_Página_.
++++++

Una de las consecuencias de la globalización en el ámbito [de]las humanidades ha sido la puesta en crisis de los discursos históricos centrados en Occidente. El sentido lineal, causal y teleológico de la historia universal se ha desarmado en el choque con otros escenarios, historias, tradiciones y modelos de experiencia del tiempo y ha dado lugar a un atasco de las herramientas discursivas de las distintas disciplinas humanísticas occidentales. Se trata de la crisis de todo un modelo de conocimiento que se ha gestado a través de una concepción del mundo basado en la preeminencia de Occidente y su historia sobre el resto del globo. Cuando entramos en un período como el presente –la llamada “contemporaneidad”– y se demuestra la presencia de otras líneas, otras modernidades, otras historias, otros conceptos y categorías, todo el discurso histórico, con sus herramientas de análisis, se viene abajo.  Moxey realiza una amplia y lúcida cartografía de esa preocupación que va desde la filosofía a la antropología, pasando por los desarrollos de la propia disciplina, para intentar repensar las posibilidades que tiene la Historia del Arte de dar cuenta de su objeto –y su mundo– cuando todo, incluso sus propios fundamentos disciplinarios, han comenzado a deshacerse. El tiempo de lo visual puede entenderse, pues, como un intento, en primer lugar, de mostrar cómo afectan las nuevas concepciones del tiempo a la disciplina y, en segundo, cuáles son los modos en los que, a partir de ese momento, es posible la escritura y el conocimiento.

Tras la disolución del tiempo lineal y la toma de conciencia de la multiplicidad de líneas e historias, ya no nos sirven los modelos heredados; es necesario pensar con nuevos paradigmas temporales. Es aquí donde Moxey introduce un concepto clave en su argumentación: la heterocronía, la toma de conciencia de que el tiempo es múltiple, que en cada espacio, en cada momento, en cada contexto se experimenta y tiene lugar de modo diferente. Este concepto es un modelo de pensamiento, pero también, si se piensa bien, una categoría política, pues, aparte de servir como toma de conciencia de una modalidad de tiempo, puede ser desplegado como modo de resistencia frente a un sentido monocrónico del tiempo: el tiempo global, el tiempo colonial, el tiempo del capital, es decir, el tiempo de la modernidad hegemónica.

El cuestionamiento del tiempo que pone en juego la heterocronía constituye la base de los textos de la primera parte del libro, donde Moxey observa cómo la idea de que [la] modernidad es múltiple problematiza el canon y lleva a la Historia del Arte a la necesidad de volver a pensar las relaciones entre centro y periferia, y especialmente a desconfiar de la existencia de una flecha del tiempo que camina hacia un lugar concreto y frente a la que todo lo demás debe ordenarse. Si la modernidad es múltiple, incluso una idea como la de “Renacimiento”, una de las últimas resistencias del tiempo lineal, debe ser cuestionada. Y por supuesto, si el tiempo del ahora es un conglomerado de tiempos, es necesario reflexionar sobre uno de los elementos centrales para el historiador: la periodización, un elemento en crisis absoluta desde el momento en que la contemporaneidad es definida como un tiempo más allá del tiempo histórico. Al pensar de ese modo el tiempo, estamos poniendo contra las cuerdas a la propia disciplina, demostrando su artificialidad y su parcialidad, y también su inutilidad para conocer y transmitir ciertos fenómenos.  ¿Qué hacer, entonces? Frente a ese “fuera de la historia” que podría llevarnos al colapso del pensamiento histórico, Moxey propone un método no autoritario: el uso de la heterocronía como un marcador de posibilidad, como una mancha de la falibilidad de la disciplina. Que la sola pregunta por cómo dar cuenta del tiempo se convierta en algo propio del método. Se trataría, pues, de cuestionar. Y de trabajar a partir de ese momento con una disciplina, una escritura, consciente de su propia debilidad, de su imposibilidad para mostrar el tiempo real.

++++++

_Información proporcionada_.
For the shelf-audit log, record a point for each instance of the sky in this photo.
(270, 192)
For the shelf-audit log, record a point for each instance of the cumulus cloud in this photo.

++++++

_Instrucción dada 1_.
Repite tal cual el fragmento del texto sobre el tiempo y la Historia del Arte que va desde "Tras la disolución" hasta "la modernidad hegemónica.".
_Instrucción dada 2_.
Según el texto sobre el tiempo y la Historia del Arte, ¿qué concepto clave introduce Moxey en su argumentación?
_Instrucción dada 3_.
Indica si cada afirmación concuerda con el texto sobre el tiempo y la Historia del Arte. Responde sí o no y cita las palabras exactas que lo deciden.
(a) El cuestionamiento del tiempo que pone en juego la heterocronía es la base de los textos de la primera parte del libro.
(b) Moxey propone un método autoritario.
(c) La idea de “Renacimiento” queda a salvo de todo cuestionamiento.
Los datos no hacen falta para resolver ninguna de las tareas.

_Respuesta del ejercicio 1_.
Tras la disolución del tiempo lineal y la toma de conciencia de la multiplicidad de líneas e historias, ya no nos sirven los modelos heredados; es necesario pensar con nuevos paradigmas temporales. Es aquí donde Moxey introduce un concepto clave en su argumentación: la heterocronía, la toma de conciencia de que el tiempo es múltiple, que en cada espacio, en cada momento, en cada contexto se experimenta y tiene lugar de modo diferente. Este concepto es un modelo de pensamiento, pero también, si se piensa bien, una categoría política, pues, aparte de servir como toma de conciencia de una modalidad de tiempo, puede ser desplegado como modo de resistencia frente a un sentido monocrónico del tiempo: el tiempo global, el tiempo colonial, el tiempo del capital, es decir, el tiempo de la modernidad hegemónica.

_Respuesta del ejercicio 2_.
La heterocronía.

_Respuesta del ejercicio 3_.
(a) Sí: «El cuestionamiento del tiempo que pone en juego la heterocronía constituye la base de los textos de la primera parte del libro».
(b) No: «Moxey propone un método no autoritario».
(c) No: «incluso una idea como la de “Renacimiento”, una de las últimas resistencias del tiempo lineal, debe ser cuestionada».